Excerpt provided ->
........
And lots of perfectly reasonable medicine is preventative in just the way you seem to be against. I have no qualms with, say, getting vaccinated - even for a disease that I'm very unlikely to encounter. Different preventative medicines will have different pros and cons. And while vaccines might not spring to mind if I was asked to give examples of "medication", I do think it's reasonable to call them that.
Let's not stir that bag of worms...
Okay, how about orange juice, then. :-)
The point is that medicine is a bit like pornography. I don't know how to define it, but I'll know it when I see it. :-D
I guess you could call vaccines a medication—in my mind, that's kind of a different animal altogether—but either way, I wasn't attacking vaccines with that comment, but rather dubious uses of medicine, such as giving people antibiotics without reason to believe that they have a bacterial infection, giving people aspirin just in case they might otherwise have a heart attack, putting everybody with even slightly elevated blood pressure on statins, and other similarly egregious treatments that are typically about as likely to cause problems as to prevent them.
That said, in truth, that concern exists to some degree even for vaccines. Odds are good that if we vaccinated people against every possible virus, we would end up with way more allergies and autoimmune disorders, simply because the immune system would be looking for a lot more things and would attack them more rapidly. This is not to say that vaccines are bad—far from it. But the risks should still be carefully weighed when deciding whether the risk of death or serious consequences from an illness are high enough to warrant that incremental risk (in the aggregate), however slight it might be.
........
Data segment ->
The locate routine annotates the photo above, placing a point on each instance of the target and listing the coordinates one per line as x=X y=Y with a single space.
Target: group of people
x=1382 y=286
........
What you need to do ->
a: Reproduce everything in the discussion of preventive medicine from "And lots of" down to "juice, then. :-)", word for word.
b: In the discussion of preventive medicine, what does the writer say would likely happen if people were vaccinated against every possible virus?

Answer list ->
a:
And lots of perfectly reasonable medicine is preventative in just the way you seem to be against. I have no qualms with, say, getting vaccinated - even for a disease that I'm very unlikely to encounter. Different preventative medicines will have different pros and cons. And while vaccines might not spring to mind if I was asked to give examples of "medication", I do think it's reasonable to call them that.
Let's not stir that bag of worms...
Okay, how about orange juice, then. :-)

b: We would likely end up with way more allergies and autoimmune disorders.